#### [Exercise]
Copy out the items below, from the first line through the line that contains "[[92, 206], [614, 284], [155, 278], [135, 179], [161, 221]]", and add 6 to every x and y coordinate in the point lists.

#### [Supplied information]
+ + +

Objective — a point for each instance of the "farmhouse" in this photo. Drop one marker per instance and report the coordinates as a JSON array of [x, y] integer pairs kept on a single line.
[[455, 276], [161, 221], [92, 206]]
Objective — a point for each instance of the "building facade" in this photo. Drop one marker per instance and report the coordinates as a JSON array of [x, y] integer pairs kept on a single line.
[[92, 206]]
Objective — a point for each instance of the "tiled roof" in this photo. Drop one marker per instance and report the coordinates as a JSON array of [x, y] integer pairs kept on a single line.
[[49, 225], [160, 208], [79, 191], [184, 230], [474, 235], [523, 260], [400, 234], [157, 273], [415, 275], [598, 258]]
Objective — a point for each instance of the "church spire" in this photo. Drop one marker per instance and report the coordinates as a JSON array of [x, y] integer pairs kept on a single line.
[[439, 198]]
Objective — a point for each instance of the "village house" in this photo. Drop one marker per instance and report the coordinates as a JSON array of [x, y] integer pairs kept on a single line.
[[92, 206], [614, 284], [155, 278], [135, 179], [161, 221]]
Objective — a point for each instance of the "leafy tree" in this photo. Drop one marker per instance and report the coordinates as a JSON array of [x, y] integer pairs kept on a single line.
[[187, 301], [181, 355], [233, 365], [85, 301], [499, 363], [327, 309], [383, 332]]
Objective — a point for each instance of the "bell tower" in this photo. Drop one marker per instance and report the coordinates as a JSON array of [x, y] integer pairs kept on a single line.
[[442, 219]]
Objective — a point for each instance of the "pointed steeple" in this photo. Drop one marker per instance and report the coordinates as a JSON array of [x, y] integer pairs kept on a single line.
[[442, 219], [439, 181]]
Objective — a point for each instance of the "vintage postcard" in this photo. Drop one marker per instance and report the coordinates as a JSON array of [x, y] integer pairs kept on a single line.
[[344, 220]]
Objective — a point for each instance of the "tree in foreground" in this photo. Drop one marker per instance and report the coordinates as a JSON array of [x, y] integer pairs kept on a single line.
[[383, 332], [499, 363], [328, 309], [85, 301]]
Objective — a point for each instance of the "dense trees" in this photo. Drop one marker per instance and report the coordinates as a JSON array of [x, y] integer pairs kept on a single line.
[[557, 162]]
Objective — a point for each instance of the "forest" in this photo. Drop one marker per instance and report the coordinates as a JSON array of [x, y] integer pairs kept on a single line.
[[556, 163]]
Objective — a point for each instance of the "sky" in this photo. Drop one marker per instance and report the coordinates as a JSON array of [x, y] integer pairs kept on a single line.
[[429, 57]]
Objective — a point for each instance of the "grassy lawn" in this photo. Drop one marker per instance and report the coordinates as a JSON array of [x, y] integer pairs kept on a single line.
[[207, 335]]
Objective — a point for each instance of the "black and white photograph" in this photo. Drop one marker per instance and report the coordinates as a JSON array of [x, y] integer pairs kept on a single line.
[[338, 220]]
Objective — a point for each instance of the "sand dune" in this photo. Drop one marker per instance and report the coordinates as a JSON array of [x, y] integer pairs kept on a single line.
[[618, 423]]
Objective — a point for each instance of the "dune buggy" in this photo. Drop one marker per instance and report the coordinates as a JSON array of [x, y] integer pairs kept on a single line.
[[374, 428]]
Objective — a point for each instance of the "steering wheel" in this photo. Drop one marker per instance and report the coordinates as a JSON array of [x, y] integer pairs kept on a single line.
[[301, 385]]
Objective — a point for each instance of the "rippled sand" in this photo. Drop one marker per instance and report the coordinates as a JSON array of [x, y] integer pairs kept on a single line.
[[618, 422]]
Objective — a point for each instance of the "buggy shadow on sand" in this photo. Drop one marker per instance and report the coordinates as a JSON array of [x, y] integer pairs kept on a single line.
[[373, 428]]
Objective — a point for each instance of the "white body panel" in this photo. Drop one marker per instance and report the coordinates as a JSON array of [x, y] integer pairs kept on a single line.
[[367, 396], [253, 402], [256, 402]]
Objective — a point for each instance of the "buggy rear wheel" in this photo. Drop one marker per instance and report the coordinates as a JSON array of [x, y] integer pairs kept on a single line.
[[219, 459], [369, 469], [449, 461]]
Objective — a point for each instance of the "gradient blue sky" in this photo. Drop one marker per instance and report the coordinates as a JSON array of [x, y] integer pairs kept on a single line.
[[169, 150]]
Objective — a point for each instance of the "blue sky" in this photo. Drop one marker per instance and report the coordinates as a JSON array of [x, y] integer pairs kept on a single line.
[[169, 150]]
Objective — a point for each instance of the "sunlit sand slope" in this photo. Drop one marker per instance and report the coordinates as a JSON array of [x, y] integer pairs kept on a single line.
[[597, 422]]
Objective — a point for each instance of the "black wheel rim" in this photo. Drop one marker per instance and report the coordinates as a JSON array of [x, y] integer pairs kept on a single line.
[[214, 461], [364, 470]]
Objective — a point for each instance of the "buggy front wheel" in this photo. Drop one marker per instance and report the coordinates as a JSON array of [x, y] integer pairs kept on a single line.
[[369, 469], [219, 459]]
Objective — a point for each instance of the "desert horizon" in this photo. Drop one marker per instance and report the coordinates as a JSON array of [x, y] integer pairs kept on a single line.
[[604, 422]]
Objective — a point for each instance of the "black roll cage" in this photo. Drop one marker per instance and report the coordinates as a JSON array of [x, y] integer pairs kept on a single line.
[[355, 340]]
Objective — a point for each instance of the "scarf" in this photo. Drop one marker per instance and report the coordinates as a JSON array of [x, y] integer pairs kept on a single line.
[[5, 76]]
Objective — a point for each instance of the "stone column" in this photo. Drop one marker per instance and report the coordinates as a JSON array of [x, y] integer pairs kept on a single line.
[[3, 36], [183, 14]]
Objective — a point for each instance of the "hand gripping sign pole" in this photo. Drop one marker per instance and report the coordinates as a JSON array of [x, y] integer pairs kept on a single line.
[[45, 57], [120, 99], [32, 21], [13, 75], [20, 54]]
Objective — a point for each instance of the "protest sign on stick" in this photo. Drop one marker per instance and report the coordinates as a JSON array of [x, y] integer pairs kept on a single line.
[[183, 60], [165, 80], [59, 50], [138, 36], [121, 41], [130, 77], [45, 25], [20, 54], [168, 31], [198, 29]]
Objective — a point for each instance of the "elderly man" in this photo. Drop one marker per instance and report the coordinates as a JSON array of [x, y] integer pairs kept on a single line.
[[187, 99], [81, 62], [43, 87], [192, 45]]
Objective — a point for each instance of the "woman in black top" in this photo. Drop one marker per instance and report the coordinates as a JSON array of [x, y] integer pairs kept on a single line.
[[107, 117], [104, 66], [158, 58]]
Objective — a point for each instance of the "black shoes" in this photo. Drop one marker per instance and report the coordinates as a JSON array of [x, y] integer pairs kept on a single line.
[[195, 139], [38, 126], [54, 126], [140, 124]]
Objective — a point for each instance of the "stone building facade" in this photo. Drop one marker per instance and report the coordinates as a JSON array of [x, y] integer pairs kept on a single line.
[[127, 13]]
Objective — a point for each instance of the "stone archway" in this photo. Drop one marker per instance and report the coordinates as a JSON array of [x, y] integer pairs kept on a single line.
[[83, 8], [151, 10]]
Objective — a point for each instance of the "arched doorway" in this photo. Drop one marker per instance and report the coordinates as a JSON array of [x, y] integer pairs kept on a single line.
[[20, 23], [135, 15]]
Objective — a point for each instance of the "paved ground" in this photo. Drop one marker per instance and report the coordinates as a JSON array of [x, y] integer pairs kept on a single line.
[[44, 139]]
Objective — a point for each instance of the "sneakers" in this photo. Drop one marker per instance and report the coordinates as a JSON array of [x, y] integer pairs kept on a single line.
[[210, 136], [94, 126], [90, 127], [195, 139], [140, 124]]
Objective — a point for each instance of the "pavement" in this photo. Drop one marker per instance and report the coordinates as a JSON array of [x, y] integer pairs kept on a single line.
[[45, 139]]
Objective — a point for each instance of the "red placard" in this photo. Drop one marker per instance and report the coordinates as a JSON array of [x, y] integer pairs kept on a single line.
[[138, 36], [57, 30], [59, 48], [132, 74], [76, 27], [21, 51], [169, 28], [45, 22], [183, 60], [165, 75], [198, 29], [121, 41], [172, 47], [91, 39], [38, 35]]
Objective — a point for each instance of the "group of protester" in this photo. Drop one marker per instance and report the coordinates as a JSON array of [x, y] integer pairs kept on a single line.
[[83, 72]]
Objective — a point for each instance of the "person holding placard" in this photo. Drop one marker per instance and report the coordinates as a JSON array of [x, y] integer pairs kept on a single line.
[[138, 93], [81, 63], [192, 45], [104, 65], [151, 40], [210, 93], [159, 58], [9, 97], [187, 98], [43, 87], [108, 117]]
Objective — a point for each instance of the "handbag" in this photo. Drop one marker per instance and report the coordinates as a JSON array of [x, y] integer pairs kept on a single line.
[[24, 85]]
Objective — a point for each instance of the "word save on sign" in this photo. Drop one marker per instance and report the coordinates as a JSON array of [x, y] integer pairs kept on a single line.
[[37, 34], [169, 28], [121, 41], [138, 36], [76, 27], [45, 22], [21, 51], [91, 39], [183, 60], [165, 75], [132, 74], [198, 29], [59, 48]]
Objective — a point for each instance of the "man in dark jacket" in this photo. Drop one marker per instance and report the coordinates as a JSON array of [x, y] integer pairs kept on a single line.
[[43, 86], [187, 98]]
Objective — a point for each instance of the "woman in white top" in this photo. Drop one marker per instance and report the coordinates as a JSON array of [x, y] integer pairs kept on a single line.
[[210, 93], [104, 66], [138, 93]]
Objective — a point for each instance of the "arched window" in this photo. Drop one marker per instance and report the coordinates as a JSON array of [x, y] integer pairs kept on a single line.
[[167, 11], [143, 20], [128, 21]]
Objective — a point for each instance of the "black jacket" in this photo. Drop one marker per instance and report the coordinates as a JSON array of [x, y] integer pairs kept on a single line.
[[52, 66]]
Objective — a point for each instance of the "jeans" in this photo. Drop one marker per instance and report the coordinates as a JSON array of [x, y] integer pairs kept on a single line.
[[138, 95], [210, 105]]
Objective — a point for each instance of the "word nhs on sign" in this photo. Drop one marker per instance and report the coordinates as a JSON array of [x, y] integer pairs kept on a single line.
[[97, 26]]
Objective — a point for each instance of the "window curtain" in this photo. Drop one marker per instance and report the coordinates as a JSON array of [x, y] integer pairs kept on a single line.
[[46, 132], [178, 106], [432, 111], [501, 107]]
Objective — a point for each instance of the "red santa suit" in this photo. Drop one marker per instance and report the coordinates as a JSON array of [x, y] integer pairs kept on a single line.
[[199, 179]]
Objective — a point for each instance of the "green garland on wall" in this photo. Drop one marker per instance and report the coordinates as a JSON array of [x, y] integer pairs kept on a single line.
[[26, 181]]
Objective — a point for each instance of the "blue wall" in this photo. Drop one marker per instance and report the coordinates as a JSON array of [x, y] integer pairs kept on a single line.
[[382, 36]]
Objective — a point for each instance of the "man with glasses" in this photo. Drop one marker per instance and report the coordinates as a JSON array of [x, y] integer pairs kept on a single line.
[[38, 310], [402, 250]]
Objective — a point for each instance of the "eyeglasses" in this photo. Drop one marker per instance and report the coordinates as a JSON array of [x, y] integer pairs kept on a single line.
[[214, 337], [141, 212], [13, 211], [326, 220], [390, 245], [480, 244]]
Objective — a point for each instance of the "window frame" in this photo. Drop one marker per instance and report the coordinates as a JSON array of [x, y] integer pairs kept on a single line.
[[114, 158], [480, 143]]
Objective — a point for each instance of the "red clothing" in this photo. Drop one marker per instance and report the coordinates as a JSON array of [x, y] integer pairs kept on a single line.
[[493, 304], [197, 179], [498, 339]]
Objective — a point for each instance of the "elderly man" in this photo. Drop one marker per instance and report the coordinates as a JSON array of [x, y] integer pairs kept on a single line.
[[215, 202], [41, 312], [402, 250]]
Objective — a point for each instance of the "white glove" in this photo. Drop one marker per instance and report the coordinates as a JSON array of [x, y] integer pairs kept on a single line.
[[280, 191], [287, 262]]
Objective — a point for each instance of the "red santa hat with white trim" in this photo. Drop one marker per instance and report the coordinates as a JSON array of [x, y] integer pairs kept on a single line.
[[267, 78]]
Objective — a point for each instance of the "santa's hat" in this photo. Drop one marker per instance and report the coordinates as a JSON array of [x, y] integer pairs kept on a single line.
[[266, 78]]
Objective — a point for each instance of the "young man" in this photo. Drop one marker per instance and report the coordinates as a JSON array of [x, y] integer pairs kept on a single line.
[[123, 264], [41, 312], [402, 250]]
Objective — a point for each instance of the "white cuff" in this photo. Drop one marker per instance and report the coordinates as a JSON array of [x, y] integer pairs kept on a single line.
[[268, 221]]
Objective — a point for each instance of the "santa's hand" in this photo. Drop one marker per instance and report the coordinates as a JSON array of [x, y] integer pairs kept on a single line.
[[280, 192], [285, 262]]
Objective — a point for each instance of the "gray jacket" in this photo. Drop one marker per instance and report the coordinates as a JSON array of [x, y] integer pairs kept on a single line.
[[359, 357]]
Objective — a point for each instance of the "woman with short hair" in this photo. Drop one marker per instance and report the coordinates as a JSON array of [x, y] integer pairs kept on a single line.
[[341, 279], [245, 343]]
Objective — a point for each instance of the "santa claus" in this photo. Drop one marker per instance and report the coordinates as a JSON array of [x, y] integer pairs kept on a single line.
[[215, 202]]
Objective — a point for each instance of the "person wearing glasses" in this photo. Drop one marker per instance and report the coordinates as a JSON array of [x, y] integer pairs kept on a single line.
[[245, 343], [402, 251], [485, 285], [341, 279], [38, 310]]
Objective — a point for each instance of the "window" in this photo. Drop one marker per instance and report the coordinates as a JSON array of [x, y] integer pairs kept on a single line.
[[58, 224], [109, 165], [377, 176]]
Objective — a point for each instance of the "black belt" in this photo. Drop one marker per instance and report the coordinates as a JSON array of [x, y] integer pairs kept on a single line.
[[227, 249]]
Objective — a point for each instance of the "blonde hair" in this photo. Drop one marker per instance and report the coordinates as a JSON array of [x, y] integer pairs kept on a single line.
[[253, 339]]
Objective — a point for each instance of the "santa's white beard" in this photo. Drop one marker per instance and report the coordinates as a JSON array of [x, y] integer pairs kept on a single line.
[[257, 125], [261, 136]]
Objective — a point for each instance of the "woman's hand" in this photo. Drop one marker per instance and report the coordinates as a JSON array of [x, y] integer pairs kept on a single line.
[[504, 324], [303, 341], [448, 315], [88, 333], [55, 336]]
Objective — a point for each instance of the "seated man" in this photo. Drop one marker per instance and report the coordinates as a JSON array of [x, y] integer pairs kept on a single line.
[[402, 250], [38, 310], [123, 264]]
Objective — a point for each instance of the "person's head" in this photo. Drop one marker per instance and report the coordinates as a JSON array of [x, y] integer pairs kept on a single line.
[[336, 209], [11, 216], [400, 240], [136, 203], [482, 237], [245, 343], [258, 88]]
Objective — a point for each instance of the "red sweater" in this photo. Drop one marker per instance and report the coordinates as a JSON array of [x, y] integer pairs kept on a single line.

+ + +

#### [Result below]
Objective — a point for each instance of the "farmhouse" in this photo. Drop one marker per instance and report the coordinates as a JSON array of [x, y] integer pairs kept on a single line.
[[461, 282], [167, 227], [98, 212]]
Objective — a point for each instance of the "building facade" in this photo. Drop one marker per instance and report the coordinates as a JSON array of [x, y] integer pairs kept on a single line.
[[98, 212]]
Objective — a point for each instance of the "tiled roof" in this photo. Drop one marker per instance and report the coordinates as a JSON array of [x, y] integer pairs kept on a single line.
[[55, 231], [166, 214], [85, 197], [190, 236], [480, 241], [529, 266], [406, 240], [163, 279], [421, 281], [604, 264]]
Objective — a point for each instance of the "church spire" in this photo. Drop one marker per instance and report the coordinates as a JSON array of [x, y] integer pairs kept on a single line.
[[445, 204]]
Objective — a point for each instance of the "village house" in this photo. Drop one marker per instance and report the coordinates as a JSON array of [x, y] integer pairs kept on a single line.
[[98, 212], [620, 290], [161, 284], [141, 185], [167, 227]]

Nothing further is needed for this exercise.